§ **TASK TO COMPLETE**: Rewrite the rows below, starting with the line containing "locate the suv side window in the photo above" and running through the final row, with both ends included. Keep every request line unchanged and shift each point coordinate in the answers by −65, giving only that stretch.

§ **MATERIAL SHOWN**:
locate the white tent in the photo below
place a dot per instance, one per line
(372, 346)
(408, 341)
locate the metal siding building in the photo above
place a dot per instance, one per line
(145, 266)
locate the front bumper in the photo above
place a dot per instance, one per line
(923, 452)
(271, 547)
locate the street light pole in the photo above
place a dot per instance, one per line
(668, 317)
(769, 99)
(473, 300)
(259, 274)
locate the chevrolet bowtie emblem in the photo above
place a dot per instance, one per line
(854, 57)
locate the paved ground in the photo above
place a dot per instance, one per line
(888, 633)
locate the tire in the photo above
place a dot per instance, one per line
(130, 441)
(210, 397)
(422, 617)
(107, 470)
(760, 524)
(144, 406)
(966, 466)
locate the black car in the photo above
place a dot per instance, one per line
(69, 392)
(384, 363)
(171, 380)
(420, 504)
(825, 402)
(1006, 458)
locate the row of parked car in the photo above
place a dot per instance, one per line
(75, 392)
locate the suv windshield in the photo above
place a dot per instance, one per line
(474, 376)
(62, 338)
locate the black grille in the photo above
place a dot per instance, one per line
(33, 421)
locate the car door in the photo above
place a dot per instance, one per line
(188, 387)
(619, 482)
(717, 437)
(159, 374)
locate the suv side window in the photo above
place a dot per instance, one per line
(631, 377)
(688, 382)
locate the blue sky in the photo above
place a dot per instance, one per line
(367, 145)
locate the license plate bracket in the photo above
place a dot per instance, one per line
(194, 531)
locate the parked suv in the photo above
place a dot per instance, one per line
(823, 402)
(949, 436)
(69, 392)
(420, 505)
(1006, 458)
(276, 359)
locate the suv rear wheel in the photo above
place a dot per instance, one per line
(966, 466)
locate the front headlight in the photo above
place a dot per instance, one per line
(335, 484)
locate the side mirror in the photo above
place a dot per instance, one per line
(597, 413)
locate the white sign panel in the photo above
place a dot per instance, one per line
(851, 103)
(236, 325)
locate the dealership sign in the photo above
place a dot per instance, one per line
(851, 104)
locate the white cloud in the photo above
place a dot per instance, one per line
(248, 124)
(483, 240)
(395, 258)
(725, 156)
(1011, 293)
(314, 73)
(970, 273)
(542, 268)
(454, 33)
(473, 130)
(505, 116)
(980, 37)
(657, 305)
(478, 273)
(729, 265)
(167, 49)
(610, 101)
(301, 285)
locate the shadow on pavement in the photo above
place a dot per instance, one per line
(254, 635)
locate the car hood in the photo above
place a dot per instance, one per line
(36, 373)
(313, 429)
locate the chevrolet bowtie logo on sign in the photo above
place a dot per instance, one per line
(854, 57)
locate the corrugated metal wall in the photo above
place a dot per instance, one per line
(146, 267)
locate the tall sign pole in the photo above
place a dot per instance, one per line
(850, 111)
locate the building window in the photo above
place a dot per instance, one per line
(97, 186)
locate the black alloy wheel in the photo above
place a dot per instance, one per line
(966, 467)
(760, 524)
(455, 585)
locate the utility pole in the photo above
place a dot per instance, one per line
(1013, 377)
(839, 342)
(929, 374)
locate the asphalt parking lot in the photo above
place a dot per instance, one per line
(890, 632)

§ **FINAL RESULT**:
locate the suv side window in the photo above
place a dot per instance, one per line
(566, 312)
(623, 317)
locate the blue sky in the photo above
place a dot per instance, one per line
(302, 80)
locate the license plate bracket in the photo above
place a dot per instance, one per line
(129, 466)
locate the parked suv in the photo above
place a dot per instance, one per line
(758, 337)
(884, 371)
(4, 327)
(355, 440)
(941, 393)
(211, 294)
locate the suv rear wheel in the photo above
place a dot per instance, one per line
(901, 401)
locate the front headlight in the photo above
place a dot per instance, one per line
(270, 419)
locate the side mirror in the photo above
place a dot per instance, one per line
(532, 348)
locate the white sign panel in the photo above
place a dot per instance, one per line
(786, 38)
(171, 260)
locate the dealership sign in the photo above
place a dot per instance, one per line
(786, 39)
locate the white cloud in the photo above
place a dot per instance, one per line
(183, 59)
(418, 175)
(330, 193)
(660, 91)
(946, 228)
(249, 8)
(905, 208)
(477, 203)
(389, -32)
(408, 65)
(440, 51)
(915, -28)
(592, 240)
(413, 208)
(664, 200)
(102, -16)
(545, 36)
(236, 220)
locate the shadow on pavement in the photo above
place a dot per instance, one per line
(189, 570)
locate the car hood in the photo above
place a dot per instance, one per line
(-29, 308)
(248, 364)
locate the chevrolet bowtie logo on sign in the photo above
place a dot per instance, one per line
(789, -8)
locate the corrugated metal wall in the photo above
place a dot per instance, one per line
(81, 202)
locate the tall sign pole in the photo above
place a dot per instance, one per line
(785, 46)
locate the building window in the photo above
place a dot per instance, one per line
(32, 121)
locate the black alloy wheel in the photo above
place a dot per instance, one per line
(901, 402)
(695, 459)
(390, 520)
locate the utility pole in the photo above
place a dot per instance, one per line
(948, 312)
(774, 277)
(864, 309)
locate the asphalt parking lot in the photo above
place a dot per instance, one per line
(825, 567)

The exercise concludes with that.